**Set task**
Lay out the entries below, from the line containing "Question: In the picture above, for every instance of the farm" through the line containing "[(678, 305)]", as a Markdown table with the columns Row and Line. Number each row and leave out blank lines.

═══ Data lines ═══

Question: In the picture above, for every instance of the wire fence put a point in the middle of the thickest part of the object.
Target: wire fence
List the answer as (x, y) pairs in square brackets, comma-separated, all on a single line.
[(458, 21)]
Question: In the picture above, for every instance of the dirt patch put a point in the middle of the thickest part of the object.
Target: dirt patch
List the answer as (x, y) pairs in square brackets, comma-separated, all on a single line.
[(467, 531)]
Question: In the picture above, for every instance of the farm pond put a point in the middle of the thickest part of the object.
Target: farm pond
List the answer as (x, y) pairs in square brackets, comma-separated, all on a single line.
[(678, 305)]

═══
═══ Data lines ═══

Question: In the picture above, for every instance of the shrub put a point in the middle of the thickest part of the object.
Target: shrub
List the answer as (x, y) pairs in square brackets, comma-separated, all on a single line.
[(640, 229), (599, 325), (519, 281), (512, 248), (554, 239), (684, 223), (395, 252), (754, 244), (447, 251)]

═══

**Task response**
| Row | Line |
|---|---|
| 1 | Question: In the picture above, for every instance of the farm pond put a point in the middle of the thickest part of the object. |
| 2 | Target: farm pond |
| 3 | List the answer as (x, y) pairs in square brackets, comma-separated, all on a single line. |
| 4 | [(678, 305)] |